## PROBLEM REQUIREMENTS
Starting at the line that contains "Box each castle turret" and ending with the last line of the records, write out all those lines again, requests included, with every bounding-box coordinate in the answers shifted by -33. Leave the numbers in the requests and their sample output unchanged, and omit the pictures.
** begin RECORDS SUPPLIED **
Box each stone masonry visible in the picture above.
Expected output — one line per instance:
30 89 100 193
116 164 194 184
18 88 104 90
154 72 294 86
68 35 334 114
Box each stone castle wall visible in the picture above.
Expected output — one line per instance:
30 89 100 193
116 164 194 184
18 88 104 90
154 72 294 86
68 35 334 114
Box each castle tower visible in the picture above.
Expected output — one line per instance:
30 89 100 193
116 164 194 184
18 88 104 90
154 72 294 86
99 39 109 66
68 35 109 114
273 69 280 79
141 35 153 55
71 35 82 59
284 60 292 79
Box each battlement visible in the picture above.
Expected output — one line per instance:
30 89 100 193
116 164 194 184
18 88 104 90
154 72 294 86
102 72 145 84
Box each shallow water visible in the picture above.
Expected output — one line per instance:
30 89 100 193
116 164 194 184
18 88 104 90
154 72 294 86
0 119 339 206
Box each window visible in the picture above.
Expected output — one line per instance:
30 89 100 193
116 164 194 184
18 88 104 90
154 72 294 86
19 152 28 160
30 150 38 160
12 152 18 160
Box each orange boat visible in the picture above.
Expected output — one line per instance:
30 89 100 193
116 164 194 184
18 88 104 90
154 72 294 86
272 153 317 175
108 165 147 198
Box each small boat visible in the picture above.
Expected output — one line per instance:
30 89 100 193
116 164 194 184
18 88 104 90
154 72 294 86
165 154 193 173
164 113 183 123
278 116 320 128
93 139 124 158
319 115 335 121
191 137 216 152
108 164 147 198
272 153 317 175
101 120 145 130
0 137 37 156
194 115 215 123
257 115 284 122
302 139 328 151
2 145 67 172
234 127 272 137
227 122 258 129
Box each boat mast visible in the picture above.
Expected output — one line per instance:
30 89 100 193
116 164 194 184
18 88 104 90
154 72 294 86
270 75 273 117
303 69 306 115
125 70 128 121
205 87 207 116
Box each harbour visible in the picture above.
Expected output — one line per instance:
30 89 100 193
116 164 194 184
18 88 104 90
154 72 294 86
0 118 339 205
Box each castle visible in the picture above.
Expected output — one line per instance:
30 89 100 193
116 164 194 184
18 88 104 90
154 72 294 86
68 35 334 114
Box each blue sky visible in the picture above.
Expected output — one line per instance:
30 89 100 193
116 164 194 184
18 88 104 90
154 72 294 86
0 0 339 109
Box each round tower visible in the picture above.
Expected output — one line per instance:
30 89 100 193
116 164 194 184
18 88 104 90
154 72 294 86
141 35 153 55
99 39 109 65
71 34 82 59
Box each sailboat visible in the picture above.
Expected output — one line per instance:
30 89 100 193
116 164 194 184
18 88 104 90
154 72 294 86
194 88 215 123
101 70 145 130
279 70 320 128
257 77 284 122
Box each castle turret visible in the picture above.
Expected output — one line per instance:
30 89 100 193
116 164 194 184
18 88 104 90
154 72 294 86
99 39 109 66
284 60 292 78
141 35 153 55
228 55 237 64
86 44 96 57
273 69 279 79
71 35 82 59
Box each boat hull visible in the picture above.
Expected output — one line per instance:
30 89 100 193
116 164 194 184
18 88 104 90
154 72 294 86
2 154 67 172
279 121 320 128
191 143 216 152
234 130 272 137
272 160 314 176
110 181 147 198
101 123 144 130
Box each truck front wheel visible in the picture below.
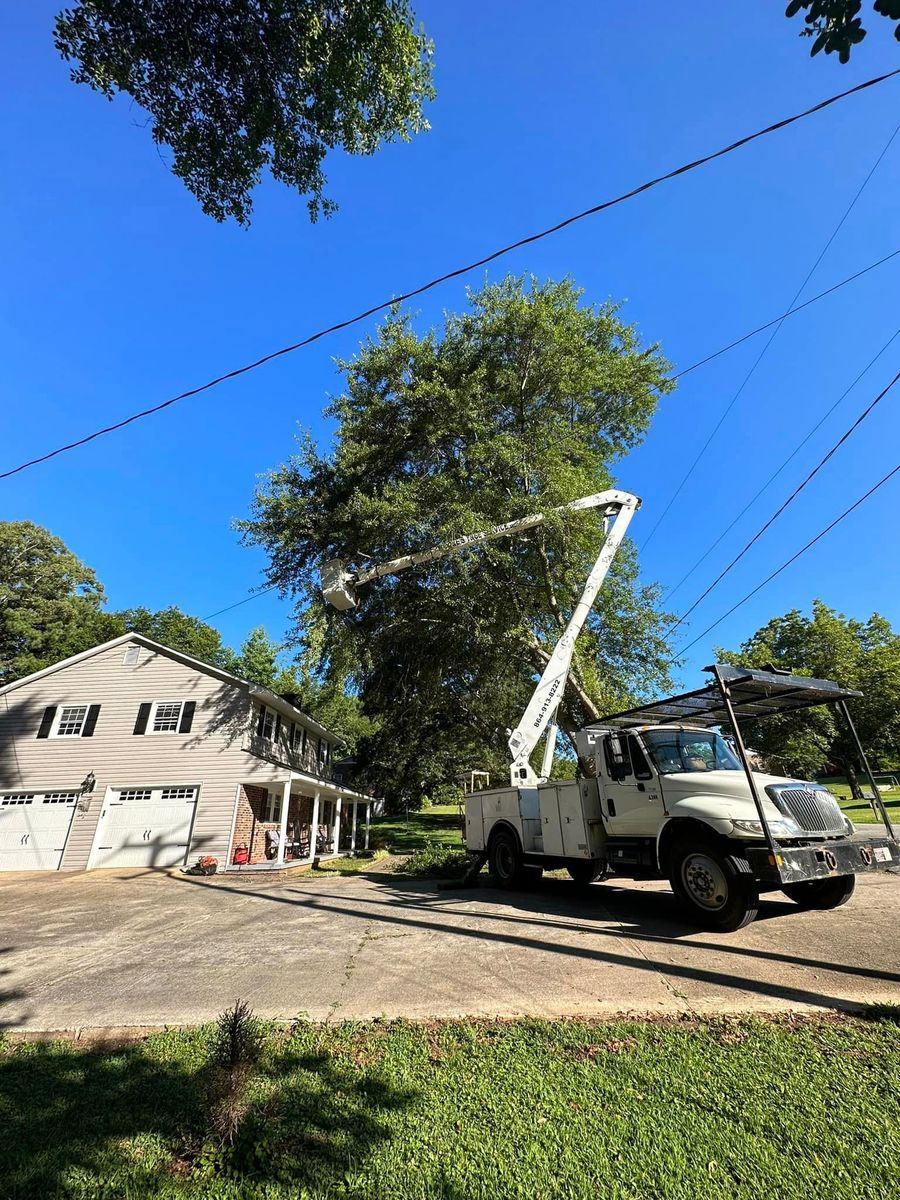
** end RECORDS SUPPLIED **
## EXERCISE ANSWER
Box each castle turret visible in the picture above.
Expected output — one line per instance:
30 89 100 193
116 164 194 184
18 88 104 90
154 72 294 86
66 6 76 33
251 27 259 45
108 2 120 22
195 22 204 31
53 11 63 24
240 36 246 46
38 2 49 26
Box each boat hull visible in the picture above.
Expected output — one line per instance:
30 89 100 193
116 164 194 184
18 88 104 90
154 72 294 86
-31 121 34 139
246 88 287 95
158 110 183 119
201 97 239 104
239 127 281 143
77 148 114 165
68 90 111 97
Box each truck front wheel visible in the picture below.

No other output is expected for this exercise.